-- ABOUT THIS EXERCISE --
Word for word, restate the lines of the data from the first through the one containing "5L1354 6L1346 9ZM1122", and nothing else.

----- EXERCISE MATERIALS

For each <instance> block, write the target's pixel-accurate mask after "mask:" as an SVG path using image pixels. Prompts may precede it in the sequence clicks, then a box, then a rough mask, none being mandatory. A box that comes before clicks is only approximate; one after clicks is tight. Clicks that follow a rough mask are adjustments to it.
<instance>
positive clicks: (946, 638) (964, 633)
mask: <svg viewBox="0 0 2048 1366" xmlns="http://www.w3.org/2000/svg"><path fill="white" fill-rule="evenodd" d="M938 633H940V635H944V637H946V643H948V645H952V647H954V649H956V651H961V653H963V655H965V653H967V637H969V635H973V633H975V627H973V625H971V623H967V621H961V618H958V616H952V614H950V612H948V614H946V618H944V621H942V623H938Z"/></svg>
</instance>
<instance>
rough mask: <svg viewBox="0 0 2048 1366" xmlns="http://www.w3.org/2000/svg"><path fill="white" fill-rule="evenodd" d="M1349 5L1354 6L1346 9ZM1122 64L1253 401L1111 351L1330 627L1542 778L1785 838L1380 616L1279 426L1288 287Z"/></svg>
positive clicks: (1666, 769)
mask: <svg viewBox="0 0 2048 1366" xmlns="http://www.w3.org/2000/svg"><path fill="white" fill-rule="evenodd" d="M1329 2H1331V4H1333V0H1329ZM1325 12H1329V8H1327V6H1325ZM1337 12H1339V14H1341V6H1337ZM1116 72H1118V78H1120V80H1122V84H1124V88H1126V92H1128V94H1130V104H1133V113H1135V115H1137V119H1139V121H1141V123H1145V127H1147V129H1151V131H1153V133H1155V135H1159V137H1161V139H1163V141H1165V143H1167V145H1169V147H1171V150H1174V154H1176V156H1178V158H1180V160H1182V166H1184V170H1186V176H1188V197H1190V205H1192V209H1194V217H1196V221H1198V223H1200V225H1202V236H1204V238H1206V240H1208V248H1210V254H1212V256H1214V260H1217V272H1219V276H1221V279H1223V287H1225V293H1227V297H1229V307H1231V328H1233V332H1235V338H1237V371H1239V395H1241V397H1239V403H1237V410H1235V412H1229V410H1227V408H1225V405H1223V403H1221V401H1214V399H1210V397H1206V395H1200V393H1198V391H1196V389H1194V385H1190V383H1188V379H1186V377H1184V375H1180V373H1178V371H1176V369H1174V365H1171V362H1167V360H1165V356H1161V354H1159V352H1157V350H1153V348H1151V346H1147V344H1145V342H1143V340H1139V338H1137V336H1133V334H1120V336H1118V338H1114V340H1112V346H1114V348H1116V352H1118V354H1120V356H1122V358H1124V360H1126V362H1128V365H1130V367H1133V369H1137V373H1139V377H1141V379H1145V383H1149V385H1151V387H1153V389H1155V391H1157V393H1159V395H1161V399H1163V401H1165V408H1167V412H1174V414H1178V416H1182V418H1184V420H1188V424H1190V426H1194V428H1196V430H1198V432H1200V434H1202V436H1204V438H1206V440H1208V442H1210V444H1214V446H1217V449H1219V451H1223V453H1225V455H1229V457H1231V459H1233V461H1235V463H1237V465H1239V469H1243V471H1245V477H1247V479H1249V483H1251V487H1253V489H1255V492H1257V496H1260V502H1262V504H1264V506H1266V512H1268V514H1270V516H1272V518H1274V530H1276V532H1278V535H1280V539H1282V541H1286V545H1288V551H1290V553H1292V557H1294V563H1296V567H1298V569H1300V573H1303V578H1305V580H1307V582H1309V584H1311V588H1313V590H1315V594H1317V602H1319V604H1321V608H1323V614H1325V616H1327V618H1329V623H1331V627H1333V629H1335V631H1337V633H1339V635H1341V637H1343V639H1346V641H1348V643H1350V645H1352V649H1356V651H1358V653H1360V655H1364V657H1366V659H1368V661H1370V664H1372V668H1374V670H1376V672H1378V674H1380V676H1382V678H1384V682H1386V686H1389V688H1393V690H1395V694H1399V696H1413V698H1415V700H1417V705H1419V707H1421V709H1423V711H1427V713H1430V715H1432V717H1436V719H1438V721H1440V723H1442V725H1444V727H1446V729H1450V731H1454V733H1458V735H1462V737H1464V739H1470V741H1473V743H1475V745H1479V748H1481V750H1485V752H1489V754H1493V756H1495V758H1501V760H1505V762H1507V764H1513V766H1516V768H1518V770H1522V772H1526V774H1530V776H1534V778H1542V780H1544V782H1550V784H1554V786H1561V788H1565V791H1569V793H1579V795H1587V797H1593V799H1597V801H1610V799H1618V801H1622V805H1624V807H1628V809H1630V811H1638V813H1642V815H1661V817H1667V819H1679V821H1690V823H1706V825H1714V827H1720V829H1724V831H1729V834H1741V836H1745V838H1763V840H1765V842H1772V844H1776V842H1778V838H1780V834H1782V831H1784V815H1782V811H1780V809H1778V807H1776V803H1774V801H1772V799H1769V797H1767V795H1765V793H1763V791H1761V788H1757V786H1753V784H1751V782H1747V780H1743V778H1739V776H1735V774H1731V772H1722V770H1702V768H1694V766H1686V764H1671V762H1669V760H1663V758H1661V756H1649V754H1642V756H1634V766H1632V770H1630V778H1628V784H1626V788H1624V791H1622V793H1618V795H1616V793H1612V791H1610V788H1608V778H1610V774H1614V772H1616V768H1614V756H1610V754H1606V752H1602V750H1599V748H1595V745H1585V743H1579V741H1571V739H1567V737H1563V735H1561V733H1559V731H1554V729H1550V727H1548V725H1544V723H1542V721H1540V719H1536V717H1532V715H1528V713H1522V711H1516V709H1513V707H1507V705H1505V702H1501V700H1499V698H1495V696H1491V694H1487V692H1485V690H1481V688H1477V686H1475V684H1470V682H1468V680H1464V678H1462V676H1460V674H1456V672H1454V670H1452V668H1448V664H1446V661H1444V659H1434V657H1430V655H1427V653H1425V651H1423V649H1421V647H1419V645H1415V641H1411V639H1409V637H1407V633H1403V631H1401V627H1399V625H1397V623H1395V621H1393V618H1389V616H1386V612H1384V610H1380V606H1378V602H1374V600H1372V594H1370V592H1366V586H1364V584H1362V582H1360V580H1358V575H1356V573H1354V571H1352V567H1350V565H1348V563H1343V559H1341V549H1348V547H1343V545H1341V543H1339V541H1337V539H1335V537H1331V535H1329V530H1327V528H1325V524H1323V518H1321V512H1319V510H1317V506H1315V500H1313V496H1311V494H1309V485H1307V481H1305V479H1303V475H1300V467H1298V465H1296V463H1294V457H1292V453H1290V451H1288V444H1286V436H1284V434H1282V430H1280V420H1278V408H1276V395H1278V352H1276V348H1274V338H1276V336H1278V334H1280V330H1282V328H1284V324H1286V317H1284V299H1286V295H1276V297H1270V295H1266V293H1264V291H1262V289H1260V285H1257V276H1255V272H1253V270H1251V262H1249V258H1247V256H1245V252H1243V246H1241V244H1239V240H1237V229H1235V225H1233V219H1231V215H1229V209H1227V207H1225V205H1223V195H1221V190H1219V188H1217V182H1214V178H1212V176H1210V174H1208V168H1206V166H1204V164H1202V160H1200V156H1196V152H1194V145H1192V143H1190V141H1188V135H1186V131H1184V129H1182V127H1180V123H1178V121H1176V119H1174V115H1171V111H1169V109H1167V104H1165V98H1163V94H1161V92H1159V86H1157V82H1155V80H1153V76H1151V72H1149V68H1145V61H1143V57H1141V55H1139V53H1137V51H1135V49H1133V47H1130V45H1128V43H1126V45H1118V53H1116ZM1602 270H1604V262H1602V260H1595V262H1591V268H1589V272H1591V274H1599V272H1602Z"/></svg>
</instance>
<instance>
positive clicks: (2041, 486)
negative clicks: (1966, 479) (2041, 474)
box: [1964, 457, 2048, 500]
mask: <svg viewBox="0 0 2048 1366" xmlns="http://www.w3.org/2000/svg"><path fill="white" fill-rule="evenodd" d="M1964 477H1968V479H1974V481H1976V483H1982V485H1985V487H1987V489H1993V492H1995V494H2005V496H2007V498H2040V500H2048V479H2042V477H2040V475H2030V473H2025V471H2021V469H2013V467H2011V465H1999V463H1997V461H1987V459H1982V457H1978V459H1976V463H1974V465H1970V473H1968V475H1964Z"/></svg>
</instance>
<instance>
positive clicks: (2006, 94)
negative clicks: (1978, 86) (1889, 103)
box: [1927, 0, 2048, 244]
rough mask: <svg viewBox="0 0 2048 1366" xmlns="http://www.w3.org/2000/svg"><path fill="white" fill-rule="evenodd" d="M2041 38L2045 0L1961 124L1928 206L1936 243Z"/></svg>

----------

-- RESPONSE --
For each <instance> block, write the target's pixel-accurate mask after "mask:" as an SVG path using image pixels. Prompts may precede it in the sequence clicks, then a box, then a rough mask, none being mandatory. A box that comes before clicks is only approximate; one after clicks is tight. Clicks that follow a rough mask are adjustments to it.
<instance>
positive clicks: (946, 638) (964, 633)
mask: <svg viewBox="0 0 2048 1366" xmlns="http://www.w3.org/2000/svg"><path fill="white" fill-rule="evenodd" d="M938 633H940V635H944V637H946V643H948V645H952V647H954V649H956V651H961V653H963V655H965V653H967V637H969V635H973V633H975V627H973V625H971V623H967V621H961V618H958V616H952V614H950V612H948V614H946V618H944V621H942V623H938Z"/></svg>
</instance>
<instance>
rough mask: <svg viewBox="0 0 2048 1366" xmlns="http://www.w3.org/2000/svg"><path fill="white" fill-rule="evenodd" d="M1349 5L1354 6L1346 9ZM1122 64L1253 401L1111 351L1330 627L1542 778L1785 838L1380 616L1279 426L1288 287Z"/></svg>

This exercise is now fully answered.